Stated problem
Rewrite the data that begins at the line containing "Examine the picture below." and continues through the end, replacing "innermost" with "most central" and keeping everything else unchanged. Omit the pictures from your answer.

Point placement records:

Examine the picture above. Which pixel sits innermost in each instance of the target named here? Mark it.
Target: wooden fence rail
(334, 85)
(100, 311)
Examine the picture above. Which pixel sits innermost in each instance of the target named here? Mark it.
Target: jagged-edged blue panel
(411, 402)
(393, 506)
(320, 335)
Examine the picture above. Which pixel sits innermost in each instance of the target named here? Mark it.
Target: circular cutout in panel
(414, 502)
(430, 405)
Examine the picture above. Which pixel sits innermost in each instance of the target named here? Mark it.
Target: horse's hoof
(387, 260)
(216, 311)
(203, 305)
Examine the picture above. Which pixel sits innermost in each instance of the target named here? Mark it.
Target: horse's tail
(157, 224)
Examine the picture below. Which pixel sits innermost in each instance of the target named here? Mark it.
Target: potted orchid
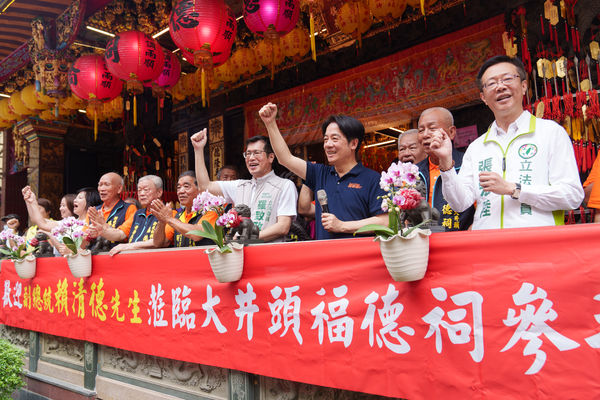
(227, 259)
(14, 248)
(70, 232)
(404, 245)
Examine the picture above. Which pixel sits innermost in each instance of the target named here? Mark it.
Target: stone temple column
(45, 171)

Answer for the task
Examine the picture below. Which pixel sits most central in each instance of the target named here? Mark it.
Target: potted orchid
(227, 259)
(14, 248)
(70, 232)
(404, 245)
Examine the picture above. Which pixel sits most central in each instance of the target named here? Mark it.
Target: stone temple column
(45, 171)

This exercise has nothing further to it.